[[ PAGE EXTRACT open ]]
When we’re children, the first emotions we learn to recognize are Happy, Angry, and Sad because they are the most basic of our many emotions. Despite this, sadness can be exceedingly complex and for many, this emotion seeps into every aspect of their lives and consumes them until they begin to feel like all that’s left is an empty shell. This is Depression.
One in 6 people will experience Major Depressive Disorder at least once during his or her lifetime. It’s more than sadness; it’s a medical condition that affects your mind as well as manifests in physical problems. It can be both debilitating and numbing, keeping you from going to work or spending time with family or friends. When you have depression, doing even small or mundane tasks can be a monumental struggle. Some people may be able to put on a happy face but it’s just a mask hiding the sadness underneath.
It’s an unfortunate fact of life: Everyone feels sad sometimes. We all experience ups and downs in life and usually, the downs are temporary. But what if it feels like that roller coaster is always going down? What if around each bend in the track, there’s just another descent? Is this Depression?
Mild Depression is usually associated with some unfortunate event in someone’s life―the death of a loved one or the end of a relationship perhaps. This sadness usually subsides or changes in a way that allows them to carry on.
Major Depressive Disorder is different. This is when the lows:
- are overwhelming
- affect you physically
- keep you from leading a normal life
Ask yourself these questions:
- Am I tired all the time?
- Do I have sleep problems (sleeping too much or too little)
- Am I often irritable?
- Have I lost interest in things I used to enjoy?
- Am I restless?
- Do I feel hopeless?
- Do I have problems concentrating on things?
- Do I have trouble making decisions?
- Do I overeat or have lost my appetite?
- Do I have digestive problems that won’t go away?
- Do I have persistent headaches and other aches and pains?
- Do I feel sad and empty all the time?
[[ PAGE EXTRACT closed ]]
[[ DATA SHOWN open ]]
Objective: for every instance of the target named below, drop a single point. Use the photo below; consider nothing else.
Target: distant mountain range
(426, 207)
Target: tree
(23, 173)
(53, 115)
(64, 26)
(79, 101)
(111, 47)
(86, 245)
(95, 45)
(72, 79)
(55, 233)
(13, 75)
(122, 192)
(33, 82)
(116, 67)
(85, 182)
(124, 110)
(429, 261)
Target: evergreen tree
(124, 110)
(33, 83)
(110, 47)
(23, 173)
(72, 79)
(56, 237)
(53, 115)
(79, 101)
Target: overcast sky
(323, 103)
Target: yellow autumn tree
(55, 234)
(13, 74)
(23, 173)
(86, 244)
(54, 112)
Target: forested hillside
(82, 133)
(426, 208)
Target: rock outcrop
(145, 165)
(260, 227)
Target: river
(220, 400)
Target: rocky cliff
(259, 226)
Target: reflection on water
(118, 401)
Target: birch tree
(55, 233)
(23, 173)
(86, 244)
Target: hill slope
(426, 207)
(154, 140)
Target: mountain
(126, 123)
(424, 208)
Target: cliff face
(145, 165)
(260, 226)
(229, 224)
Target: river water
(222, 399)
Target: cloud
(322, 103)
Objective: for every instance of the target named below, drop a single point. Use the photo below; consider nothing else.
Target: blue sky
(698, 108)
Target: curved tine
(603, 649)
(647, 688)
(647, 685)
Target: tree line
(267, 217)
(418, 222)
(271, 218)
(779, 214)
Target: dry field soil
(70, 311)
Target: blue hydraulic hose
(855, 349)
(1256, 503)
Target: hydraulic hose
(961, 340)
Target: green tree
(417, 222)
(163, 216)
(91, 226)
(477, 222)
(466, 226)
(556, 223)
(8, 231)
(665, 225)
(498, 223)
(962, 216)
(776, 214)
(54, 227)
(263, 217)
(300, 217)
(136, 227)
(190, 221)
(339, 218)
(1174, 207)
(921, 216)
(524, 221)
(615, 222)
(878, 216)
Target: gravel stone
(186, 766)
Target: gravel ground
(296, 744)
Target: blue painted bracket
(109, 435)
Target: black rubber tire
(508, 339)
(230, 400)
[[ DATA SHOWN closed ]]
_ACTIVITY LIST_:
[1] Retype the depression article word for word from "Mild Depression is" to "to carry on.".
[2] Pick up the article on depression after its final line and keep writing it.

_RESPONSES TO THE EXERCISE_:
[1]
Mild Depression is usually associated with some unfortunate event in someone’s life―the death of a loved one or the end of a relationship perhaps. This sadness usually subsides or changes in a way that allows them to carry on.

[2]
- Do I have suicidal thoughts?
- Have I attempted suicide?
If you’ve said yes to any of these, you may have Major Depressive Disorder.
Your doctor may ask you many of these questions along with how long you’ve been having these feelings. You’ll also be asked about your family’s history with Depression and other mental illnesses and if you have a history of alcohol or drug abuse.
Depression has four risk factors:
- Genetics (Does it run in your family?),
- Environmental (Were you abused or live in severe poverty?),
- Personality (Do you have low self-esteem or are pessimistic?),
- or Biochemistry (Do you have a chemical imbalance in your brain?)
Knowing your current medical history, your symptoms, and family history, your doctor can come up with a course of action to bring relief to your symptoms of your Depression. You may also be referred to a mental health professional.
Treatment for Depression usually starts with antidepressants and psychotherapy but if these are unsuccessful, treatments such as TMS (Transcranial Magnetic Stimulation) which is the use of electromagnets to stimulate the area of the brain that regulate moods, or ECT (Electroconvulsive Therapy) which is a more invasive shock therapy that is usually used if nothing else works.
Your doctor will work closely with you to find a treatment that will help you get back on that roller coaster headed back uphill.